> **Work to be completed**
Resize the entries between the lines holding "Task: one point marks each instance of the white headband" and "x=634, y=503", inclusive: repeat every line, requests included, but multiply each x and y coordinate in the answers by 2.45 and round to whole numbers, with halves rounded up. Give only these lines.

**** Data supplied

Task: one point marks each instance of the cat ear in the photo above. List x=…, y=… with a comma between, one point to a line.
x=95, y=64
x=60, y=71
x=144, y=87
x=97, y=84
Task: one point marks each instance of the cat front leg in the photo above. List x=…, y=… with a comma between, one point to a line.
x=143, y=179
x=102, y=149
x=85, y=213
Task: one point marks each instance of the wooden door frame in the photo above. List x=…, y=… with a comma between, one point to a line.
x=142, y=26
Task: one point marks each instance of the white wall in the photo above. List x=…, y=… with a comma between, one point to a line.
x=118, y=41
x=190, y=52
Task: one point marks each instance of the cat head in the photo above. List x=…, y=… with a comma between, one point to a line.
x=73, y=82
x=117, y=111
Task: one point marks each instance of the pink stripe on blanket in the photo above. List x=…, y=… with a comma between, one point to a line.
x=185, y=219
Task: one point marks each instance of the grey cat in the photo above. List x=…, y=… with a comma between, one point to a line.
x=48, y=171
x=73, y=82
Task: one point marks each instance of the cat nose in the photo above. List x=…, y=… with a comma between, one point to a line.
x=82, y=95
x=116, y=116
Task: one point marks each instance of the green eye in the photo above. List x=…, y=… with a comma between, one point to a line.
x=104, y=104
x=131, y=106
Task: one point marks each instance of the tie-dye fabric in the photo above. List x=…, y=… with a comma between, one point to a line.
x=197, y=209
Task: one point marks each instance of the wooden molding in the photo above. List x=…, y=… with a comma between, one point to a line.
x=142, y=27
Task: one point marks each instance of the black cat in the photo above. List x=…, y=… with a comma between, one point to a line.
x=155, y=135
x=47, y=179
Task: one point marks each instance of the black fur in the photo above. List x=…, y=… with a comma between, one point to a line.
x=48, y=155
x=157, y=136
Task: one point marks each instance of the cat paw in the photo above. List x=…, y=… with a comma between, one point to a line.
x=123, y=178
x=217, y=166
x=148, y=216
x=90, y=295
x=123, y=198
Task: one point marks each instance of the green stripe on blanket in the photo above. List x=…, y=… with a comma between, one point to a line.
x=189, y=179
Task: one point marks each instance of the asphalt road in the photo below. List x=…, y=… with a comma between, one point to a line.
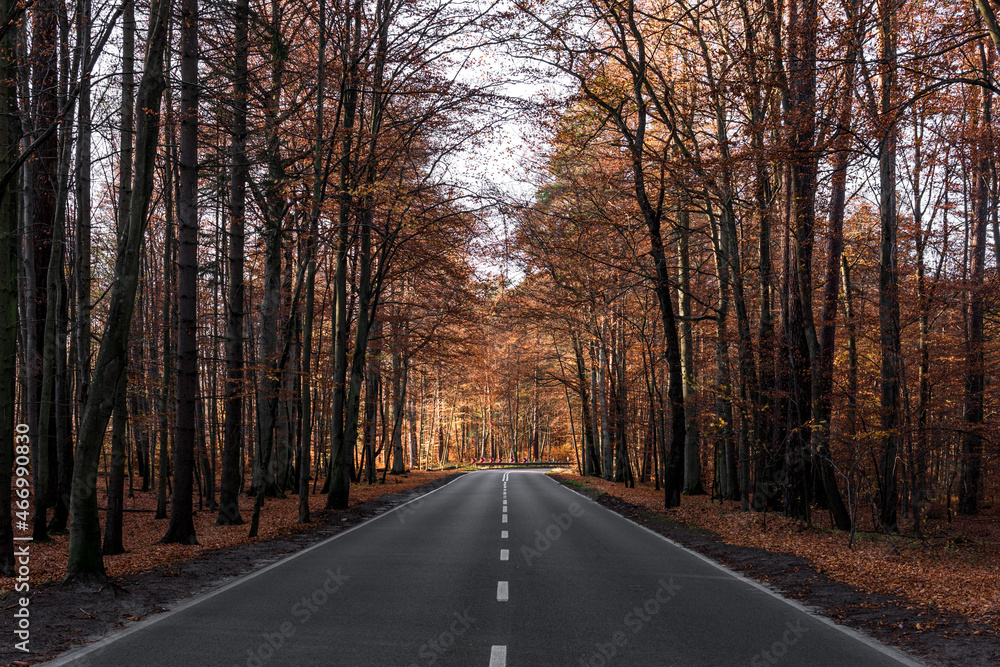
x=495, y=569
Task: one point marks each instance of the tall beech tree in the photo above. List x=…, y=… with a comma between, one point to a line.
x=86, y=563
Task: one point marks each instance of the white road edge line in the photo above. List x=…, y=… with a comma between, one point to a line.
x=885, y=649
x=76, y=654
x=502, y=591
x=498, y=656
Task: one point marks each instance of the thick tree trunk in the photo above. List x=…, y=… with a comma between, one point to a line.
x=85, y=560
x=692, y=459
x=975, y=376
x=593, y=460
x=339, y=480
x=823, y=400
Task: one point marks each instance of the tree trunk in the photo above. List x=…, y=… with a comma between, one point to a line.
x=229, y=509
x=116, y=482
x=889, y=327
x=85, y=560
x=9, y=148
x=975, y=377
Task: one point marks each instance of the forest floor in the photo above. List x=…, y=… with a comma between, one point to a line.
x=149, y=577
x=936, y=597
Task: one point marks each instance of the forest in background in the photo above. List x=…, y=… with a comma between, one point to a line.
x=239, y=254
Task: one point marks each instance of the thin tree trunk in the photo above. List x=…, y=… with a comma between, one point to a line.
x=181, y=527
x=233, y=443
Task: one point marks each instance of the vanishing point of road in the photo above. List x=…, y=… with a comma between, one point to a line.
x=494, y=569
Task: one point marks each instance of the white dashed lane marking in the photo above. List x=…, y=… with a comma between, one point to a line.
x=498, y=656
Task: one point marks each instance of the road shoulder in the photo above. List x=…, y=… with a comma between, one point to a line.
x=951, y=640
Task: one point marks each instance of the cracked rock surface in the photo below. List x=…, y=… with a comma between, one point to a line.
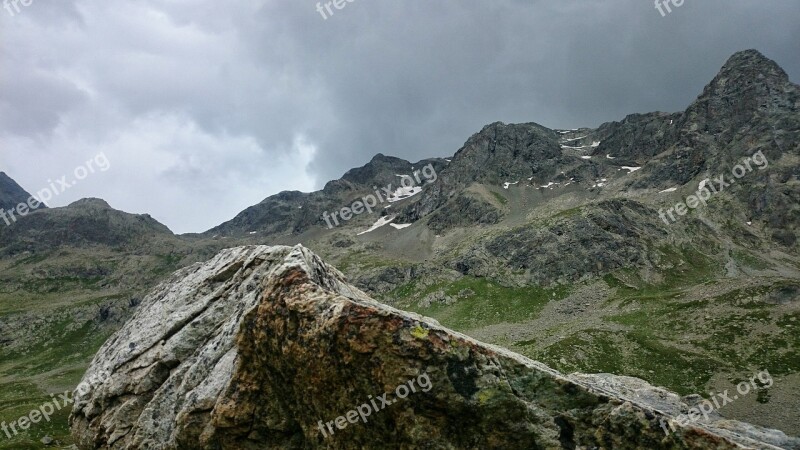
x=252, y=349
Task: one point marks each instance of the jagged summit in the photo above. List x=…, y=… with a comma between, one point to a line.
x=285, y=344
x=12, y=194
x=90, y=203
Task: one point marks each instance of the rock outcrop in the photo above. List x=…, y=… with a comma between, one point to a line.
x=269, y=347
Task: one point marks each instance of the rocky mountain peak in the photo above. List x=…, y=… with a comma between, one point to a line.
x=90, y=203
x=749, y=83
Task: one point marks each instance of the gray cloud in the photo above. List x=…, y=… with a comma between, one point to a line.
x=205, y=108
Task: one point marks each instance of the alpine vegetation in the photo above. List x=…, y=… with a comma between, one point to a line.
x=716, y=186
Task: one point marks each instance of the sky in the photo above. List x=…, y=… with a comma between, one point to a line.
x=201, y=108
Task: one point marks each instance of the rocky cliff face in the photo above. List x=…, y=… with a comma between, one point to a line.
x=269, y=347
x=12, y=194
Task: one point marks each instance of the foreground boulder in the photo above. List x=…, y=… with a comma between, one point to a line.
x=269, y=347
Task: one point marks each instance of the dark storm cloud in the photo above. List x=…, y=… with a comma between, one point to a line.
x=206, y=107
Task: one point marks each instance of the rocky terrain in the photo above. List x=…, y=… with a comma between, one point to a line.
x=259, y=346
x=555, y=244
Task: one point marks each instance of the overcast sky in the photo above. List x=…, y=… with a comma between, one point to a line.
x=204, y=107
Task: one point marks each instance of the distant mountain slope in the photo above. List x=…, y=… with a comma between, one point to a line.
x=556, y=244
x=292, y=213
x=12, y=194
x=82, y=223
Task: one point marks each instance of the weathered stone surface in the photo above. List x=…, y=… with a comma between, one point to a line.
x=254, y=348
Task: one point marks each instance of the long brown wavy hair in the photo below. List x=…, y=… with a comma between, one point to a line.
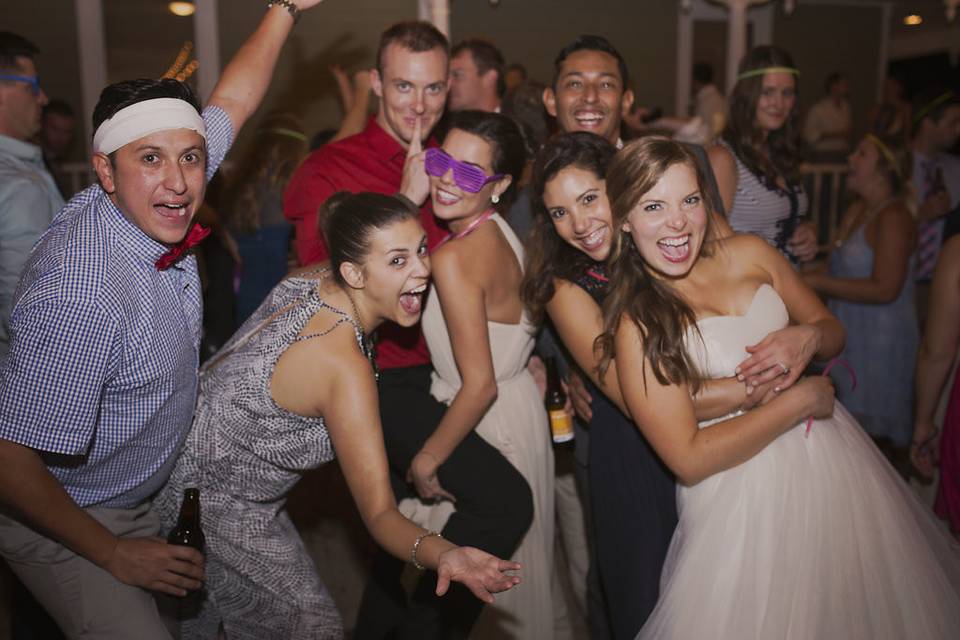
x=779, y=154
x=636, y=292
x=548, y=256
x=269, y=162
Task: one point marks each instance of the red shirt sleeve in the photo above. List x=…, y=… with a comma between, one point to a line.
x=307, y=190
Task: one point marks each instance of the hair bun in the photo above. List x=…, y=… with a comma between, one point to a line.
x=329, y=209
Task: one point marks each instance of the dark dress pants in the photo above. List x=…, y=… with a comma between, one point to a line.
x=494, y=511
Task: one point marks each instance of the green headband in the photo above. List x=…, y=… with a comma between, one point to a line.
x=290, y=133
x=885, y=151
x=759, y=72
x=930, y=106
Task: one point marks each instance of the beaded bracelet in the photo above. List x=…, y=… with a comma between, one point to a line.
x=416, y=545
x=289, y=6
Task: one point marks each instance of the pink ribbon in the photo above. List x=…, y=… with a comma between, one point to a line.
x=177, y=251
x=826, y=371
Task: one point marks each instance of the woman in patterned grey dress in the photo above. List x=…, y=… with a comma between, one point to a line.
x=757, y=162
x=293, y=387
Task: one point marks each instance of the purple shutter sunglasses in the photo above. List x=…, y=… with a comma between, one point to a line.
x=466, y=176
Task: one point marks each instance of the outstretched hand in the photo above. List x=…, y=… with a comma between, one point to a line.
x=477, y=570
x=415, y=184
x=803, y=242
x=785, y=353
x=925, y=449
x=303, y=5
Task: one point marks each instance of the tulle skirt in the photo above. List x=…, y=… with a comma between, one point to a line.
x=816, y=537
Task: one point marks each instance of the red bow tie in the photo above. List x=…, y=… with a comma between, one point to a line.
x=177, y=251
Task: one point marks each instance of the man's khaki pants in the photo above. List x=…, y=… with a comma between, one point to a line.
x=86, y=601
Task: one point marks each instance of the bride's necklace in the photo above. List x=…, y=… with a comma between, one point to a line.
x=367, y=343
x=483, y=217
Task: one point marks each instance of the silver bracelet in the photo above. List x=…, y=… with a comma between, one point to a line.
x=416, y=545
x=289, y=6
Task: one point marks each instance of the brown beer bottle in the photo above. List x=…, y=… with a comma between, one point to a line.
x=555, y=399
x=188, y=532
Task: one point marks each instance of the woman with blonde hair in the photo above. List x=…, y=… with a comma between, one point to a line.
x=870, y=289
x=254, y=209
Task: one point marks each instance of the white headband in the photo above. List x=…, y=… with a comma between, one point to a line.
x=143, y=118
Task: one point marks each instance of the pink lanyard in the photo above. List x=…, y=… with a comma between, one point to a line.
x=486, y=215
x=853, y=377
x=597, y=276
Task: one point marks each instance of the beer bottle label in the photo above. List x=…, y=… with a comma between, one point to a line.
x=561, y=425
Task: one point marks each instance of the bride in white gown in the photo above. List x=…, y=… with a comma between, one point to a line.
x=784, y=532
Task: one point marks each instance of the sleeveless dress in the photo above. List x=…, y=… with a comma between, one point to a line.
x=765, y=211
x=882, y=343
x=516, y=424
x=245, y=453
x=815, y=537
x=634, y=503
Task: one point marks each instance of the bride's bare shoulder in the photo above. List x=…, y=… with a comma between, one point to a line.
x=747, y=253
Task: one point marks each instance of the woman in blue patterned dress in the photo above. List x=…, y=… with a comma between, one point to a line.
x=294, y=387
x=869, y=284
x=757, y=163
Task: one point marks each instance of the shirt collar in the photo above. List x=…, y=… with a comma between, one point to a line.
x=384, y=145
x=381, y=142
x=142, y=247
x=25, y=151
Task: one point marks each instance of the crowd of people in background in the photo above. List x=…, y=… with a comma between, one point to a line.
x=387, y=293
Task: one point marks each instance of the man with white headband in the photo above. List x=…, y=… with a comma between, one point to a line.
x=98, y=390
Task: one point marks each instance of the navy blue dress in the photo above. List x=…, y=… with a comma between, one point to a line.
x=633, y=499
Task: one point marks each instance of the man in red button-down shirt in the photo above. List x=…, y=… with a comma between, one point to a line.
x=494, y=503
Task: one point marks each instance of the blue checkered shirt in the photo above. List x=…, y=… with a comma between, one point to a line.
x=101, y=376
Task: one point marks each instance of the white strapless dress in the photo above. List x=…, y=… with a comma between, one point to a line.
x=516, y=424
x=814, y=538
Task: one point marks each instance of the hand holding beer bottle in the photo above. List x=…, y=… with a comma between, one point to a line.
x=555, y=400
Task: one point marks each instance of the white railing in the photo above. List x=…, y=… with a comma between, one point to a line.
x=824, y=184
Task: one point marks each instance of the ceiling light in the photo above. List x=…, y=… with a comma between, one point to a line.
x=181, y=8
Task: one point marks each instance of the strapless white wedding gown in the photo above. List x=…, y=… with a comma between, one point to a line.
x=814, y=538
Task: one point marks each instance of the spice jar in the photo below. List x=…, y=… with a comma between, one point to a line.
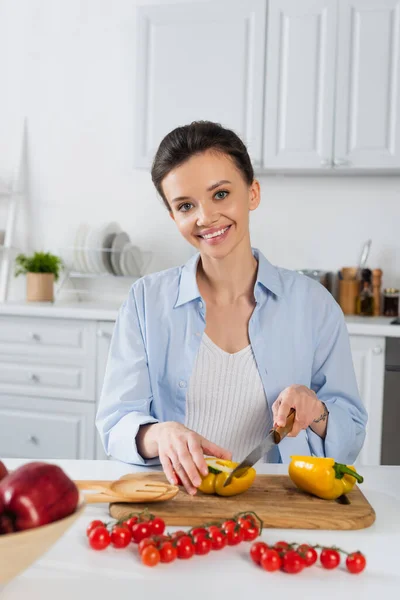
x=391, y=302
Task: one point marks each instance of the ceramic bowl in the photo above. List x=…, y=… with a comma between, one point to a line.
x=20, y=549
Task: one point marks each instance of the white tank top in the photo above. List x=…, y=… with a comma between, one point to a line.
x=226, y=402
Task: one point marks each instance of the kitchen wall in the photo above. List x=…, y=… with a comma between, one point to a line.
x=69, y=66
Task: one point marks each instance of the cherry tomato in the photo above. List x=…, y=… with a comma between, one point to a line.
x=308, y=554
x=292, y=562
x=185, y=547
x=150, y=556
x=329, y=558
x=356, y=562
x=146, y=542
x=198, y=530
x=168, y=552
x=178, y=534
x=250, y=533
x=218, y=539
x=99, y=538
x=281, y=546
x=227, y=525
x=140, y=531
x=270, y=560
x=234, y=536
x=92, y=525
x=131, y=522
x=202, y=545
x=157, y=526
x=120, y=537
x=257, y=550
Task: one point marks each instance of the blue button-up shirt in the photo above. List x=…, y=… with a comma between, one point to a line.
x=298, y=336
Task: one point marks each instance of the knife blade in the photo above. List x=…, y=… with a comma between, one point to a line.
x=274, y=437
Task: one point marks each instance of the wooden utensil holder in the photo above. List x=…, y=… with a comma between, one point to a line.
x=349, y=290
x=40, y=287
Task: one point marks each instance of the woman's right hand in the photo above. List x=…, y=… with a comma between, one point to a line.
x=181, y=452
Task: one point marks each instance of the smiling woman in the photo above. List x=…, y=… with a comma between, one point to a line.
x=207, y=356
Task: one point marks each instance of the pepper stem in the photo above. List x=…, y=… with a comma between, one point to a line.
x=341, y=470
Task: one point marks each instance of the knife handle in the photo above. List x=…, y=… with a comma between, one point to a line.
x=281, y=432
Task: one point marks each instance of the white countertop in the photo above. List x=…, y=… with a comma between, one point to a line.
x=71, y=568
x=356, y=325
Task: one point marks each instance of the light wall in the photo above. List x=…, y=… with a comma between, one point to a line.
x=69, y=66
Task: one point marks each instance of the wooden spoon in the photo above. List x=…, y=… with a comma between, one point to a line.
x=129, y=488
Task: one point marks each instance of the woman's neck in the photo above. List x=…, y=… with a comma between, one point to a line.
x=226, y=280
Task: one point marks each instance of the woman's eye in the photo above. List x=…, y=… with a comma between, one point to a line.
x=184, y=207
x=221, y=194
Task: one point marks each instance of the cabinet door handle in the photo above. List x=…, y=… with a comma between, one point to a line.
x=32, y=439
x=34, y=336
x=341, y=162
x=105, y=334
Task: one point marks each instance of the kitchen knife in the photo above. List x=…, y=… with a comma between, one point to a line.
x=275, y=436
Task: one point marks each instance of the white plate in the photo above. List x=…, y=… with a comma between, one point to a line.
x=107, y=237
x=79, y=253
x=130, y=261
x=120, y=240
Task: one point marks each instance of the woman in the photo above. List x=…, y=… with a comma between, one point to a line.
x=206, y=357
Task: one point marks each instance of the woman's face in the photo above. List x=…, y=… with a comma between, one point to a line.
x=210, y=202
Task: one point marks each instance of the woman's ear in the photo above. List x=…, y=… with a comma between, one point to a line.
x=254, y=195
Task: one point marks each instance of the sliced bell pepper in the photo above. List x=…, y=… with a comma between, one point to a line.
x=219, y=471
x=322, y=477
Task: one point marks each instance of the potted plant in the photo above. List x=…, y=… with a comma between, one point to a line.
x=42, y=269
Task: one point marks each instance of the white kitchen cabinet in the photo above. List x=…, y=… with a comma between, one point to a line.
x=299, y=84
x=199, y=61
x=368, y=354
x=367, y=122
x=45, y=428
x=104, y=334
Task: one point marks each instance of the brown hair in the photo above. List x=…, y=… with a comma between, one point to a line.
x=184, y=142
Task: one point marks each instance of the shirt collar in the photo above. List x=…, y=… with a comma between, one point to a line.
x=267, y=276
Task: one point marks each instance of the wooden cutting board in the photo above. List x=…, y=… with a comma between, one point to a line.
x=274, y=498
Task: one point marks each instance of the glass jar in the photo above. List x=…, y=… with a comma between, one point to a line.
x=391, y=302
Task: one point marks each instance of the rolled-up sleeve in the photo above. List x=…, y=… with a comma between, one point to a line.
x=334, y=381
x=126, y=397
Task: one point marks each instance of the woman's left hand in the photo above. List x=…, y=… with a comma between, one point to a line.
x=304, y=401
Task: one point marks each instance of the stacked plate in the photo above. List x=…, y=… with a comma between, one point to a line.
x=107, y=249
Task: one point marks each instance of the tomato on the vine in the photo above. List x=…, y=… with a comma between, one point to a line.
x=92, y=525
x=329, y=558
x=150, y=556
x=99, y=538
x=146, y=542
x=120, y=537
x=140, y=531
x=168, y=552
x=218, y=539
x=270, y=560
x=308, y=554
x=257, y=550
x=292, y=562
x=355, y=562
x=185, y=547
x=234, y=536
x=202, y=545
x=157, y=526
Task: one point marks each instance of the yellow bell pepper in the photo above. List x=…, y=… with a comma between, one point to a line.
x=322, y=477
x=219, y=471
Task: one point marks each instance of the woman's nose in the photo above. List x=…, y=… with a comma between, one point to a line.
x=207, y=215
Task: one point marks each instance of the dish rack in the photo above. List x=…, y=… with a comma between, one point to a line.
x=71, y=275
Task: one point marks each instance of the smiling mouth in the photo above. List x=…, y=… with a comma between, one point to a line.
x=218, y=233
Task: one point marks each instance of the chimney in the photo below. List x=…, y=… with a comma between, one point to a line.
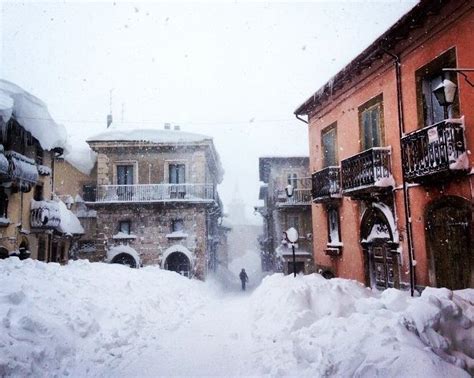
x=109, y=120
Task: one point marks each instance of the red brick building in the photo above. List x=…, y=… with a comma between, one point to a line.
x=392, y=178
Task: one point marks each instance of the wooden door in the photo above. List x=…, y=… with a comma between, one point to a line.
x=449, y=240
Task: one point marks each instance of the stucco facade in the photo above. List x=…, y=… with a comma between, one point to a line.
x=388, y=79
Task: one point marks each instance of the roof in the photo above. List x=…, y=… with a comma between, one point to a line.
x=159, y=136
x=266, y=162
x=386, y=42
x=32, y=114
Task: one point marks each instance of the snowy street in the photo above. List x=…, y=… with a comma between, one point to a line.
x=98, y=319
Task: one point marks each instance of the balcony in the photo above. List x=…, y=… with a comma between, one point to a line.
x=300, y=197
x=367, y=173
x=326, y=184
x=44, y=214
x=156, y=193
x=435, y=152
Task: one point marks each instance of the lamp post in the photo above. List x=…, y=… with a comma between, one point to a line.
x=291, y=236
x=445, y=93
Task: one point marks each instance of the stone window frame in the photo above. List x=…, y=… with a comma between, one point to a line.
x=166, y=173
x=133, y=163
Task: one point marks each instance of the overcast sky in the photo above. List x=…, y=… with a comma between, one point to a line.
x=233, y=70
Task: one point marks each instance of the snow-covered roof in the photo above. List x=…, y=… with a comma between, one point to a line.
x=32, y=114
x=148, y=135
x=69, y=222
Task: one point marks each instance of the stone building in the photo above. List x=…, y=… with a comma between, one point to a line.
x=155, y=200
x=281, y=212
x=389, y=150
x=33, y=222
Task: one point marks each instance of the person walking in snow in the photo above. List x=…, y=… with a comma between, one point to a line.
x=243, y=278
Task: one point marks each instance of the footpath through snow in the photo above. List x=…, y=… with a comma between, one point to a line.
x=109, y=320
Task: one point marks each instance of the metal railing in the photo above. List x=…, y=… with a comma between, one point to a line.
x=366, y=170
x=156, y=193
x=301, y=196
x=432, y=150
x=326, y=183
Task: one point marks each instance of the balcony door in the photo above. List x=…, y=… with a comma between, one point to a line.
x=124, y=177
x=177, y=179
x=448, y=236
x=371, y=124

********

> **Result**
Task: one point marks each instance of the white headband in the photo above. List x=…, y=… with a comma between, one point to a line.
x=350, y=289
Task: one point marks each instance of the pink lanyard in the photo above. List x=…, y=… with a comma between, one point to a line.
x=1191, y=527
x=2090, y=924
x=1463, y=676
Task: one point marks each instance of the beer bottle label in the photo above. List x=…, y=… with a comma between, one point to a line.
x=1374, y=1041
Task: one point marks each instance of the bride in white gown in the photo above. List x=…, y=… with a comma between, one point to a line.
x=1921, y=1303
Task: one point marks each instance of the sleeveless dress in the photo above. List x=…, y=… with a comma between, one point to a line.
x=1874, y=517
x=2161, y=840
x=1264, y=1039
x=600, y=1110
x=1997, y=1316
x=1553, y=1232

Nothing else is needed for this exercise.